Task statement
Please write out the passage on trading tactics below in full, word for word.

Source excerpt
:::
But it is deceptive to call these strategies... Although we call these trading ''strategies'' they are really trading tactics. No tactic wins battles, and no trading tactic succeeds over time. Once your opponent knows your tactics, you are defeated... especially if there is no strategy behind it. To briefly make my point--It comes down to the stuff between our ears and the candlesticks, anything else detracts from maximum ROI. Yes, it is important to understand these processes, improve them, and to manage capital... but in the end the human mind and the raw data will beat any mechanical strategy. In my job I am often asked to develop algorithms to model human behavior and cognizance, and it kills me when people think that my software will do better than the poor human who wrote it. Simple tasks, maybe, but trading is extraordinarily complex. Likewise, when you apply functions to raw data you detract from the information value. You may make something stand out, but with practice, it is all there in the candlesticks. Also true for scientific data analysis. Smoothing takes away the information from the endpoints, and the endpoints (the most current point especially) is the one we NEED the most information from.
:::
(Entries drawn from a collection)
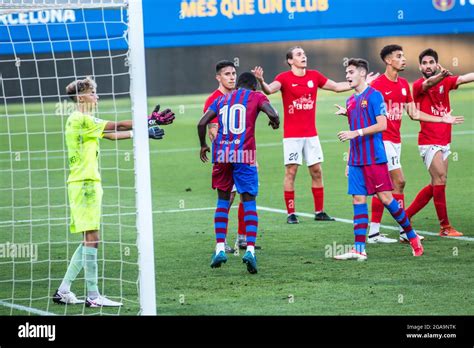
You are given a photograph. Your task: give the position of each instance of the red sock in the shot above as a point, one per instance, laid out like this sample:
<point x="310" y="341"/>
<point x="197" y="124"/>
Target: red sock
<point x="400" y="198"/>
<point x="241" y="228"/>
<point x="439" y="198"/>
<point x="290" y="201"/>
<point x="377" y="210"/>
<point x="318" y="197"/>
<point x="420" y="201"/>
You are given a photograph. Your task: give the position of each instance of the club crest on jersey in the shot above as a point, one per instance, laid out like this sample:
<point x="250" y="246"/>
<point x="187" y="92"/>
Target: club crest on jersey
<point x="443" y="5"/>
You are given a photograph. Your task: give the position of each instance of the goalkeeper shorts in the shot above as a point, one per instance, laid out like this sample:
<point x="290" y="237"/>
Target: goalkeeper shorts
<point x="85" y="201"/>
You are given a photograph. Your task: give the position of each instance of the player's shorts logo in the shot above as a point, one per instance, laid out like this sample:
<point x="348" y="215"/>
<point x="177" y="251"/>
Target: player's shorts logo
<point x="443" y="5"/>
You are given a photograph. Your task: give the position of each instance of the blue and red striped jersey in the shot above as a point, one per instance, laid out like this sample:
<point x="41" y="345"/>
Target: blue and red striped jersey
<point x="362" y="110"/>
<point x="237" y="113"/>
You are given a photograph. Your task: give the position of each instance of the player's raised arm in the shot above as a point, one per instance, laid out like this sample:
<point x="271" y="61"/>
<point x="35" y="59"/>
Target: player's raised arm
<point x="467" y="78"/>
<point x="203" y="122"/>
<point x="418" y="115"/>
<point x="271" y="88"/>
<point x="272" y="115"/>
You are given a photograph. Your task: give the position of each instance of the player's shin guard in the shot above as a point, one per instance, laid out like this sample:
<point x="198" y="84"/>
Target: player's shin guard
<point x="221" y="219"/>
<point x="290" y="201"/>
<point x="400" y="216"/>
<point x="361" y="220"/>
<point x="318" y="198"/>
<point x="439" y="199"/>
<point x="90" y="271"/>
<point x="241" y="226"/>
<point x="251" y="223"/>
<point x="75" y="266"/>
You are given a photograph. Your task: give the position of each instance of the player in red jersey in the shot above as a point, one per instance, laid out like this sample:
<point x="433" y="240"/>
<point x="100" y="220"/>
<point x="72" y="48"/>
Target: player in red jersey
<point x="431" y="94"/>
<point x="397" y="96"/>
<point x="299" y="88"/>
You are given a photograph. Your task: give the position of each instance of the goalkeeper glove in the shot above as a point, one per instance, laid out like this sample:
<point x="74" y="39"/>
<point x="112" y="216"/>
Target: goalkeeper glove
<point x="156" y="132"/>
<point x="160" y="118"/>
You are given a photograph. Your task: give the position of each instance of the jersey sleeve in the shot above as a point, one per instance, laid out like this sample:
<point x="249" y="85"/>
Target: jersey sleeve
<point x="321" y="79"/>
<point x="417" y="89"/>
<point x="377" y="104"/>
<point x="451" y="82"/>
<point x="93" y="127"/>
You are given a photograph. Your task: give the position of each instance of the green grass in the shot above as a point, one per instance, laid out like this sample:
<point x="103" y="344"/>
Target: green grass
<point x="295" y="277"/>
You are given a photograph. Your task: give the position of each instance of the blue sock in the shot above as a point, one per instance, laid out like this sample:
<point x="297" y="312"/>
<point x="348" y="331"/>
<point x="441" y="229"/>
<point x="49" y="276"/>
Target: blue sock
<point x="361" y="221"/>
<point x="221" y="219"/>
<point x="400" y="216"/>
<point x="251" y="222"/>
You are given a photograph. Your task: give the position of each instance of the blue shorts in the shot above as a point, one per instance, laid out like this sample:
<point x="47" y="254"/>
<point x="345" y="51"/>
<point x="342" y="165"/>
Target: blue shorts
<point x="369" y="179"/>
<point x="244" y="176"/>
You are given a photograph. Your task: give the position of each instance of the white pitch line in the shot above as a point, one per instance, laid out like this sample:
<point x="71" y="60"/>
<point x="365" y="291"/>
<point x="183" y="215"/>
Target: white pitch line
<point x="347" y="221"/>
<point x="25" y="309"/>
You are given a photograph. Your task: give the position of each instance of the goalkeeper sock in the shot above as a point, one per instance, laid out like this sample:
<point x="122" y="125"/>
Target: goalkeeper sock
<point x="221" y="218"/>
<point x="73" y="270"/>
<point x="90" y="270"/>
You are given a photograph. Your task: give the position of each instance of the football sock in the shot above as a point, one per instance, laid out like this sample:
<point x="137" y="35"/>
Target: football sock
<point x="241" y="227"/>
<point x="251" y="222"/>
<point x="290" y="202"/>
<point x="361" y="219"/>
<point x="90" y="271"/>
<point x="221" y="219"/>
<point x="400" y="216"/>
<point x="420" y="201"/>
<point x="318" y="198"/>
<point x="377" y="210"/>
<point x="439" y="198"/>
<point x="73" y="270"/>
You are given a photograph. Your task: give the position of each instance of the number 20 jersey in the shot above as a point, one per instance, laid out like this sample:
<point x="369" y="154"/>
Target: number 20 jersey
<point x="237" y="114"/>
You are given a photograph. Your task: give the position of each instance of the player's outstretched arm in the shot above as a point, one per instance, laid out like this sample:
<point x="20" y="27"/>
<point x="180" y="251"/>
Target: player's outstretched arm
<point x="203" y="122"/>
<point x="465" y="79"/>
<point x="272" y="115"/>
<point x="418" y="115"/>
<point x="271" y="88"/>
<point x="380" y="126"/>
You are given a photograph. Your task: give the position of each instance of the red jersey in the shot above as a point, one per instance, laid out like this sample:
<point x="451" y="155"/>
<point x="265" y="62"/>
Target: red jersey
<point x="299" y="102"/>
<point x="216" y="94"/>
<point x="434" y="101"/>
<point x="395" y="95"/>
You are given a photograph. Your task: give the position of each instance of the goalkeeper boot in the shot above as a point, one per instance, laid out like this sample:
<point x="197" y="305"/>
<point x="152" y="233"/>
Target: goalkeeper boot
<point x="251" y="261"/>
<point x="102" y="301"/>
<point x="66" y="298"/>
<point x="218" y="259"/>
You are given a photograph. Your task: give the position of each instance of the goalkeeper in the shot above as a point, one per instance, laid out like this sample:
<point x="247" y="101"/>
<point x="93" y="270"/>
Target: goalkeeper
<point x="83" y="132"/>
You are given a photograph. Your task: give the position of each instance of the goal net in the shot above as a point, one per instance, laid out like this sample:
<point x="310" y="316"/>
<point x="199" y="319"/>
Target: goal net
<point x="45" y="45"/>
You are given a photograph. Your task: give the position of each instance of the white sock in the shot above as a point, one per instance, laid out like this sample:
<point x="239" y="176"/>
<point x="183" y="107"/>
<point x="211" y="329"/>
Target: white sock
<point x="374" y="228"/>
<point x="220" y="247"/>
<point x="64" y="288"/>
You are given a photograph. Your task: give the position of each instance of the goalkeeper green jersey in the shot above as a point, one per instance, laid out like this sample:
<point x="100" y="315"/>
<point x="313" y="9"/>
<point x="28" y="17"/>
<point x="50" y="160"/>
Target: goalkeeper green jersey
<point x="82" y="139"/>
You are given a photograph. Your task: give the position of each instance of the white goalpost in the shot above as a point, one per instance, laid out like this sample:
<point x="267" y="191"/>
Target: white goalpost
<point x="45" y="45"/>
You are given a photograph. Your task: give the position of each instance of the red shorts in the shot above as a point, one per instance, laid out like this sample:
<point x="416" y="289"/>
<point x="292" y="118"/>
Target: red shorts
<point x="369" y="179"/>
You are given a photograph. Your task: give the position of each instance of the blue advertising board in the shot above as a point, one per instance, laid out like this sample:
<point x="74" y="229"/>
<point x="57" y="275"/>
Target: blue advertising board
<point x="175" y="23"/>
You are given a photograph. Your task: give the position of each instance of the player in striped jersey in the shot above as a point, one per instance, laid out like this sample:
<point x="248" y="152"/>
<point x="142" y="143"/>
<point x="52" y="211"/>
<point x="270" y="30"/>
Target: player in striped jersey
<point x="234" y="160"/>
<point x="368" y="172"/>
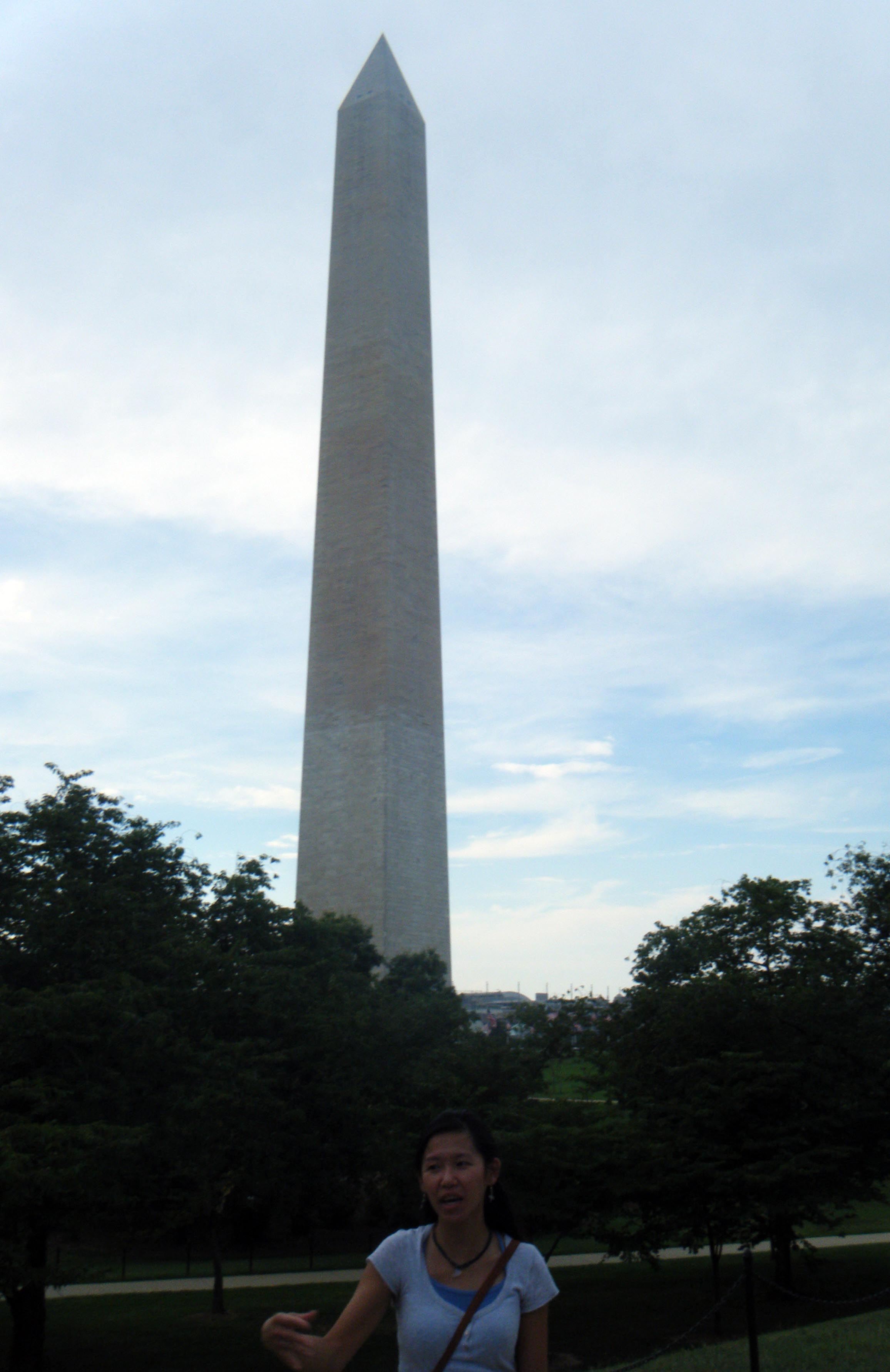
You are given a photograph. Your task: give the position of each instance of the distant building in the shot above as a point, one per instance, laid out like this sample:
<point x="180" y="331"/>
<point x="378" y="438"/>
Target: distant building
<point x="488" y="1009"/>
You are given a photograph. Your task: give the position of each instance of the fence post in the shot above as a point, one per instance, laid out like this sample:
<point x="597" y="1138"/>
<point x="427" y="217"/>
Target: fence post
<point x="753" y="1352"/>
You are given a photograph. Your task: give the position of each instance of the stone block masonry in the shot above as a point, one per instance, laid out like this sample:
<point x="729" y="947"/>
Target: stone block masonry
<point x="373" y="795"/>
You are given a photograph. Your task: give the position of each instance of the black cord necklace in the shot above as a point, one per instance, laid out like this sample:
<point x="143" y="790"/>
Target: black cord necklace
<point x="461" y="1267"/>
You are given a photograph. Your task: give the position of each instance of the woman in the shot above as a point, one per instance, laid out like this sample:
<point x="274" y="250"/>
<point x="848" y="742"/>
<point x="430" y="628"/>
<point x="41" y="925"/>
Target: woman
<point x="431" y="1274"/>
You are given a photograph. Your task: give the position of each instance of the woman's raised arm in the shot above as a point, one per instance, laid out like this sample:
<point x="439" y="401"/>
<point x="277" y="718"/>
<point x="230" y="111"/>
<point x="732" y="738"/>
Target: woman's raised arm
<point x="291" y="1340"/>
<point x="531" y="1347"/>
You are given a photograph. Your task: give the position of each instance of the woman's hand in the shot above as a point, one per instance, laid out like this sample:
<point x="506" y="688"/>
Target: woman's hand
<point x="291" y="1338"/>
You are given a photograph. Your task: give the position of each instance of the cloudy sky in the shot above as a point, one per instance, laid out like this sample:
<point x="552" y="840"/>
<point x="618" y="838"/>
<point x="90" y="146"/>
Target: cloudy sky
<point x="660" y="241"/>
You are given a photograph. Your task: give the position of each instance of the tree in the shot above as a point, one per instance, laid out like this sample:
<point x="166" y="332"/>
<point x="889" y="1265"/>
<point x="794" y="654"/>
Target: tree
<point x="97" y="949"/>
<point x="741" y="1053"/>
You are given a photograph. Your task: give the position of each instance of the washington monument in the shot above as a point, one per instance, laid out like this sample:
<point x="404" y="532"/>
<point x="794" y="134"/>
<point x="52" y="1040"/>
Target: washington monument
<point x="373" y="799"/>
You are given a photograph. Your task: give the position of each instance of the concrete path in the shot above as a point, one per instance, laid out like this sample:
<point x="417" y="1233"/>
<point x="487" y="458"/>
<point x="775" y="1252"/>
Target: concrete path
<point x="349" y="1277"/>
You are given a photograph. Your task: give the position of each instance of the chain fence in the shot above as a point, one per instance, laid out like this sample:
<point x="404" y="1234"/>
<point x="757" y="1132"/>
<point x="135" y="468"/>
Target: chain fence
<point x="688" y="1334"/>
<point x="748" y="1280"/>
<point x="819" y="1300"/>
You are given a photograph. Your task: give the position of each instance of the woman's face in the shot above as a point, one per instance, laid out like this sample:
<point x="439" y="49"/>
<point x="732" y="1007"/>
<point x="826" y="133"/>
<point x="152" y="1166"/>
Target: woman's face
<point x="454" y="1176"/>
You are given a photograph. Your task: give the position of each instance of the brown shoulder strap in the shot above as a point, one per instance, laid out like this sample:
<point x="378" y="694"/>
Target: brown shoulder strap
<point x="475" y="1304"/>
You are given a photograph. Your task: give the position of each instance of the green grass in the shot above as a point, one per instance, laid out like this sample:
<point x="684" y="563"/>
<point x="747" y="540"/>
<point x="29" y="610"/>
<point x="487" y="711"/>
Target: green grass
:::
Response below
But it is deceptive to call these strategies... Although we call these trading ''strategies'' they are really trading tactics. No tactic wins battles, and no trading tactic succeeds over time. Once your opponent knows your tactics, you are defeated... especially if there is no strategy behind it. To briefly make my point--It comes down to the stuff between our ears and the candlesticks, anything else detracts from maximum ROI. Yes, it is important to understand these processes, improve them, and to manage capital... but in the end the human mind and the raw data will beat any mechanical strategy. In my job I am often asked to develop algorithms to model human behavior and cognizance, and it kills me when people think that my software will do better than the poor human who wrote it. Simple tasks, maybe, but trading is extraordinarily complex. Likewise, when you apply functions to raw data you detract from the information value. You may make something stand out, but with practice, it is all there in the candlesticks. Also true for scientific data analysis. Smoothing takes away the information from the endpoints, and the endpoints (the most current point especially) is the one we NEED the most information from.